• _Exercise brief_
Pick out each line of the data below that contains the word "white" and copy it. Case counts, so only lines with that word in that same case qualify.

╭─ Given data

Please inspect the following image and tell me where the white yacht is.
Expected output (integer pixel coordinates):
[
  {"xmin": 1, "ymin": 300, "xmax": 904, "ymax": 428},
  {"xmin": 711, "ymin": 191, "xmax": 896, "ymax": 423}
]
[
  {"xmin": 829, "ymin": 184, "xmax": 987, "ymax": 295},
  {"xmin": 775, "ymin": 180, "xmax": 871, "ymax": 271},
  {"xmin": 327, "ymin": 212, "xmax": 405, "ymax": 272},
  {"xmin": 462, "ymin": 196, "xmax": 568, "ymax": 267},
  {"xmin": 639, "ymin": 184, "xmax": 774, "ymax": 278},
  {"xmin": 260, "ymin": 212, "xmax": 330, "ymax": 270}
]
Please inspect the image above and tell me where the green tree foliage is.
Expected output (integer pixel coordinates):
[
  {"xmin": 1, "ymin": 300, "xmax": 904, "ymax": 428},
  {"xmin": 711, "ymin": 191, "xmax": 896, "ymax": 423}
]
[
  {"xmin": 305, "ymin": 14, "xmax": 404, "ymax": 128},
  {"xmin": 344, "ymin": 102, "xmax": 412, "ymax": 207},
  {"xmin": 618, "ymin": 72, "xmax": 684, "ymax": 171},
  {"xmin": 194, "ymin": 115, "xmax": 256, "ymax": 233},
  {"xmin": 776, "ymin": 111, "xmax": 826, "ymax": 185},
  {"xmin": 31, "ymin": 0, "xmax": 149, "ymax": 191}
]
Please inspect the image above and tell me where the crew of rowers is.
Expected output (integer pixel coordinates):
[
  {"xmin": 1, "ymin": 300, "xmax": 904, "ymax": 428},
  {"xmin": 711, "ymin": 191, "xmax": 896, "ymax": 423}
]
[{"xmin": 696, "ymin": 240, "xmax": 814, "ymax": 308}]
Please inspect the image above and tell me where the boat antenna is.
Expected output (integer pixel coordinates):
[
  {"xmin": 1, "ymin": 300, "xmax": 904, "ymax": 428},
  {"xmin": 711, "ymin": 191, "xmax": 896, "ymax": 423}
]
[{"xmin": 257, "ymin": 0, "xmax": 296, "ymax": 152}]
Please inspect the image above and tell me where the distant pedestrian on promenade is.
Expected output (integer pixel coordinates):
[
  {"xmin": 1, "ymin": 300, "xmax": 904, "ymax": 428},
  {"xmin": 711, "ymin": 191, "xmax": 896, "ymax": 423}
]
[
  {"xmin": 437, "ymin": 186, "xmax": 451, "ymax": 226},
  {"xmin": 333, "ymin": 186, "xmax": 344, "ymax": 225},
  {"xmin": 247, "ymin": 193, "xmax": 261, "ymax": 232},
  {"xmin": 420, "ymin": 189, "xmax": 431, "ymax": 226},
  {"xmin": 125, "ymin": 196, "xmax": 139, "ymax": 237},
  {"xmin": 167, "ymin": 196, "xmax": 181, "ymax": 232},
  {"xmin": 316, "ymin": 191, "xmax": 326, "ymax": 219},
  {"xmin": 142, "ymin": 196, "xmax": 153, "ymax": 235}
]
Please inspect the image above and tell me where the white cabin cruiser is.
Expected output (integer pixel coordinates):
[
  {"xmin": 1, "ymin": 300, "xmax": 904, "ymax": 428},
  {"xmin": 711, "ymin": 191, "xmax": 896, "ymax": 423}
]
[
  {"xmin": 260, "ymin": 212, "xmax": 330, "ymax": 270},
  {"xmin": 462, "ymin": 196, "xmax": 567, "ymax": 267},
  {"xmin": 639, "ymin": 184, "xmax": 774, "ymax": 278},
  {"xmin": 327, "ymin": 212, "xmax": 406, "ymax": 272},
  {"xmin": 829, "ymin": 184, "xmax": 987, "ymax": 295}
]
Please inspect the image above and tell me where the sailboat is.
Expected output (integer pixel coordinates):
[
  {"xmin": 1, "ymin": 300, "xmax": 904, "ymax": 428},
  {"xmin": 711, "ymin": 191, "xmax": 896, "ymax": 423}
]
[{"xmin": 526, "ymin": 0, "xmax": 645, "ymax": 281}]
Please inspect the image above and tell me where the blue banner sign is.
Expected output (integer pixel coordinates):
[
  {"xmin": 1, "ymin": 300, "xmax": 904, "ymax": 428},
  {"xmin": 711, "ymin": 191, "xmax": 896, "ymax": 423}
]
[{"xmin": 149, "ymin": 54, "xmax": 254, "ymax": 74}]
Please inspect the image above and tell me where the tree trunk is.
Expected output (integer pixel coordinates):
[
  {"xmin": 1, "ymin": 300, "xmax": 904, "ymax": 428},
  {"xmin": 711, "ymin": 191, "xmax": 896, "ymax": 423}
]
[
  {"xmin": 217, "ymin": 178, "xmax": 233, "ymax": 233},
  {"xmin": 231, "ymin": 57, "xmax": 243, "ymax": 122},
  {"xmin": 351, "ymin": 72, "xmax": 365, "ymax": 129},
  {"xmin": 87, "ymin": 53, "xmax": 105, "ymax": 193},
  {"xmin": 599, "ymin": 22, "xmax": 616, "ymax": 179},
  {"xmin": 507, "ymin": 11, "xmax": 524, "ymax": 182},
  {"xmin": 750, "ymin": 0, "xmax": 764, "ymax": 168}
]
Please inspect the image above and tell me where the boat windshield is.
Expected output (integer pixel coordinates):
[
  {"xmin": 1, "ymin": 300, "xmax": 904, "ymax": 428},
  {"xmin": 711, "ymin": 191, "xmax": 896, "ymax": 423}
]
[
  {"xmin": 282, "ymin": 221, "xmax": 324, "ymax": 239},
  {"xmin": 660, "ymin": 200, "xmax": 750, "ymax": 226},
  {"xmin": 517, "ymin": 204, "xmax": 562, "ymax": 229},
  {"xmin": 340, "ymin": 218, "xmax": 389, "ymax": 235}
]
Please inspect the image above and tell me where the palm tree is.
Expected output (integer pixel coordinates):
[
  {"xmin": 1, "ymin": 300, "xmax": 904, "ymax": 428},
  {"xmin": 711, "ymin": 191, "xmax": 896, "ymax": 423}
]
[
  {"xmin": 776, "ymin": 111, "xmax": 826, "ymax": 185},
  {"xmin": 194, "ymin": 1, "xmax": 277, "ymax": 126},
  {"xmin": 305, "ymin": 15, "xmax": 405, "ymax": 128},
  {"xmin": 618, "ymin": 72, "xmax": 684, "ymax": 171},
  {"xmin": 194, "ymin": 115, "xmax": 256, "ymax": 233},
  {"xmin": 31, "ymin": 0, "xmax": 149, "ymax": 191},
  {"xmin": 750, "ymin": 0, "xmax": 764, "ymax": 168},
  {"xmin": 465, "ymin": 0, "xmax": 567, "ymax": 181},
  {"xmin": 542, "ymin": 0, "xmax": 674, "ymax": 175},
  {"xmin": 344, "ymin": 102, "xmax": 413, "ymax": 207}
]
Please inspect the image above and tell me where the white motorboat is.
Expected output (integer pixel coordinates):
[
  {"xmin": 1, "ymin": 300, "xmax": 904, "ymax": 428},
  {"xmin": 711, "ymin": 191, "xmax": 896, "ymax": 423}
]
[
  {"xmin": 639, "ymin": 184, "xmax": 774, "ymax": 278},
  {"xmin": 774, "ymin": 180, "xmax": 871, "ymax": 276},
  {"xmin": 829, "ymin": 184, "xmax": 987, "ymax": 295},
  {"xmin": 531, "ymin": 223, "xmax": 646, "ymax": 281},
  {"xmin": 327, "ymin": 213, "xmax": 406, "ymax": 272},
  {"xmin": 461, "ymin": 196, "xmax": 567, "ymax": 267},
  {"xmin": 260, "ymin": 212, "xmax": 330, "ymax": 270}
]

╰─

• _Written solution_
Please inspect the following image and tell me where the white yacht is.
Please inspect the image above and tell me where the white cabin cruiser is.
Please inspect the image above and tell me where the white motorboat is.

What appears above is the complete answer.